→ TEXT PROVIDED
+--

# Hello, New Here!



## bwildaussie (May 5, 2009)

Hello All!










I am seriously looking at buying a 2004 Keystone Outback 25RSS.

http://seattle.craigslist.org/see/rvs/1149533730.html

I have a Chev 1500 Crew Cab short box 4X4 with the 4.3L V8.










Do you think this is a good buy, assuming the trailer is in good condition?

Do you have any advice as to what I should look for and make sure what works?

Do you feel I will have any difficulty towing with my vehicle.

I go and look at it in person on Thursday...

I'm kind of excited as we are UPGRADING from a 1979 Jayco tent trailer. It has been a great trailer for the past 5 years or so, but it is soooooo hard to maintain a TT in the PNW, just too wet here.









Any other thoughts... I'm all ears!


----------



## Oregon_Camper (Sep 13, 2004)

Weight on that Outback is listed at 4655, but with all the option Keystone puts on, lets round up to 5000. (click here for weight chart)

Please tell us the year of your truck and the axle ratio (should be on the info on the drivers door and if it is 2WD or 4WD

I looked at the Craigslist add and I would be VERY leery of a trailer with a rebuilt title. I would wonder why it was rebuilt....flood...totaled and frame isn't stable....fire... Sorry, lots of things run through my head when I see rebuilt title. You can used the link below for more info on Rebuilt titles...but I wouldn't buy if it were my money.
http://search.dmv.org/dmv/washington/rebuilt%20title

I'm not saying this because I have a 28RSS for sale (I don't think your TV would safely tow my Outback anyway)...I just wanted to give you my input.

Let us know more on the truck and we can help find you the right Outback to fit the truck.


----------



## 2500Ram (Oct 30, 2005)

I have to agree with Jim on this. Rebuilt title would have me worried, do you have any history of why it was a "rebuilt" title?

Never fear there is a perfect TT (travel trailer), and as Jim asked please provide more specifications on your TV (tow vehicle) We want everyone to be safe on the roads to enjoy many more years of camping









Almost forgot, Welcome to OB.com.


----------



## CamperAndy (Aug 26, 2004)

For the age of the unit the price is on the high side even if it was not a rebuilt title. I would suggest you keep looking.


----------



## 'Ohana (May 20, 2007)

BWildAussie said:


> Hello All!
> 
> 
> 
> ...










Keep an eye and ear on the* For Sale* section here as their is always some good deals to be had









Ed


----------



## clarkely (Sep 15, 2008)

Welcome!!!

Rebuilt, but like new = Keep on looking, better deal to be found!!


----------



## Ghosty (Jan 17, 2005)

Normally three reasons for a rebuilt title - Flood, Wreck, Mold .... which one are you hoping for???

NADA has a used 2004 25RS trailer PRICING between $8,310 and $10,010 ...

+--

→ WORK INSTRUCTIONS
Repeat the passage of the trailer forum thread between "I looked at" and "were my money.", inclusive. The rows that come next are separate material, not part of the trailer forum thread.

→ STORED ROWS

+--

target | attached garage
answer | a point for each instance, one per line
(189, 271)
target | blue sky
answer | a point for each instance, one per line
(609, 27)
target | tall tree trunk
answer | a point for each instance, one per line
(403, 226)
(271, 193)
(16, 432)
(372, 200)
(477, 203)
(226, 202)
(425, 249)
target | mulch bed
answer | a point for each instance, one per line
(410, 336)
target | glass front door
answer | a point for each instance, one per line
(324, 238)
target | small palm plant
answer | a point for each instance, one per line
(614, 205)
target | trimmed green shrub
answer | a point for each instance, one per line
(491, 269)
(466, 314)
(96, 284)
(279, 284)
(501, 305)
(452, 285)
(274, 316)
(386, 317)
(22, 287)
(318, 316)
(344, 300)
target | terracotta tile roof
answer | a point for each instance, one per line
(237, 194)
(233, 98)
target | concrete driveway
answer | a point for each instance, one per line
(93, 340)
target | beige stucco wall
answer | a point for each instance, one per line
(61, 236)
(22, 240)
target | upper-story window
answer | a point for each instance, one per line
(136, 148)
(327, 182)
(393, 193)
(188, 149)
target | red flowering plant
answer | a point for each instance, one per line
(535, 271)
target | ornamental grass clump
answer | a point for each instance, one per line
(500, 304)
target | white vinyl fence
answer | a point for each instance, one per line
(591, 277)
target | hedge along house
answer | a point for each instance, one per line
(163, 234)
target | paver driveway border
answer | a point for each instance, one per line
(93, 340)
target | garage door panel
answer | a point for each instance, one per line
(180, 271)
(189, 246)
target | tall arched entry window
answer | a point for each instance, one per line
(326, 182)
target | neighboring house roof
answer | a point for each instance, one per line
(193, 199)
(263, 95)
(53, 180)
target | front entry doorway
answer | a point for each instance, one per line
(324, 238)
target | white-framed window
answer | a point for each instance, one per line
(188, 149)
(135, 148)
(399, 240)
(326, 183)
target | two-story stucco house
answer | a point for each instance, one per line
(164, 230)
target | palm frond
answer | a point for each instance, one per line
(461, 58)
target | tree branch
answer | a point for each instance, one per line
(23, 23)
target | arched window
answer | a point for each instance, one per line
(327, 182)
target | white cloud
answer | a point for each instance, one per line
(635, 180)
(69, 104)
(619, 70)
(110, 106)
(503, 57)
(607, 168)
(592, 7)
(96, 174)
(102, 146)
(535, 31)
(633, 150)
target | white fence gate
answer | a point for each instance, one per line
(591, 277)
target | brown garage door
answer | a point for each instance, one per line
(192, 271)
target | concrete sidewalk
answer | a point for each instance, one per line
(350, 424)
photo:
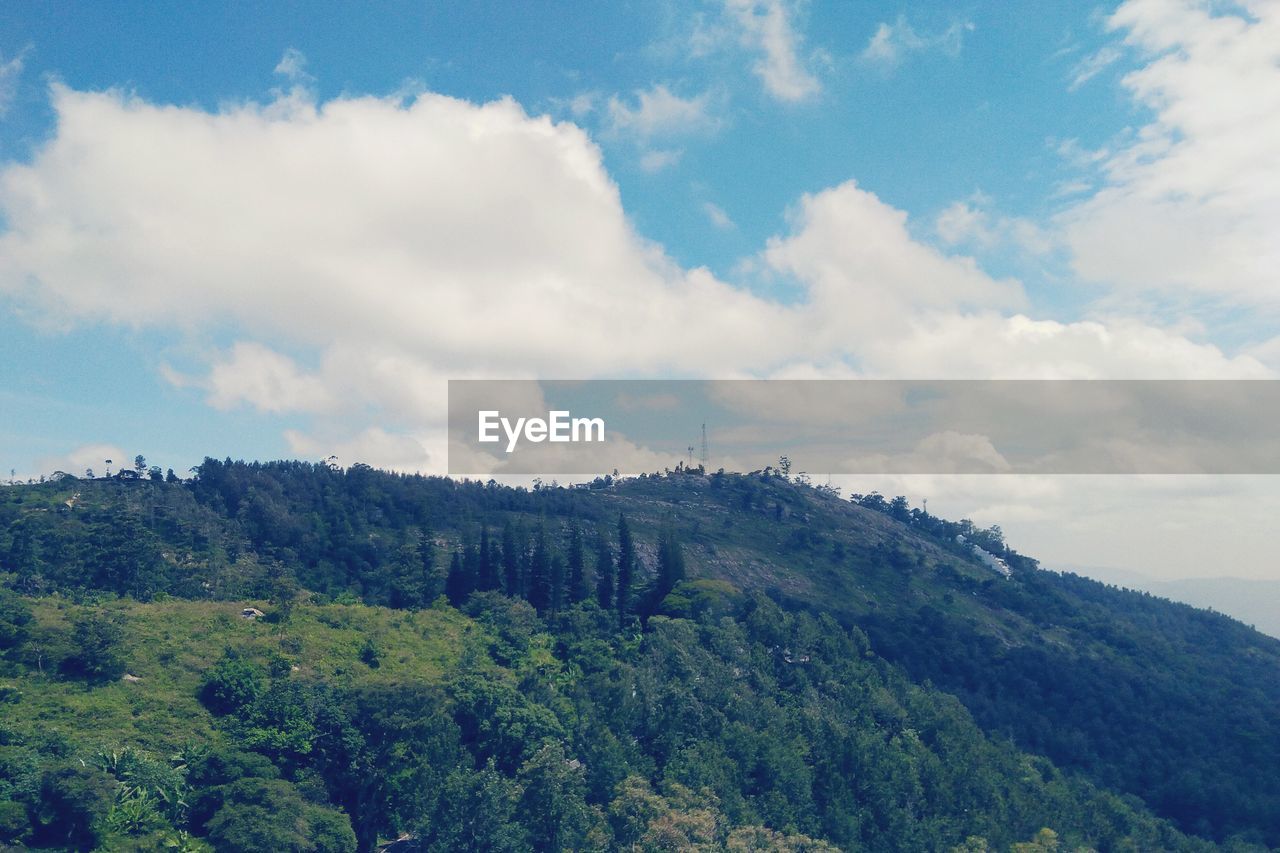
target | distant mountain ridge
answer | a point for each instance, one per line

+--

→ WRITTEN SOLUTION
I looked at the Craigslist add and I would be VERY leery of a trailer with a rebuilt title. I would wonder why it was rebuilt....flood...totaled and frame isn't stable....fire... Sorry, lots of things run through my head when I see rebuilt title. You can used the link below for more info on Rebuilt titles...but I wouldn't buy if it were my money.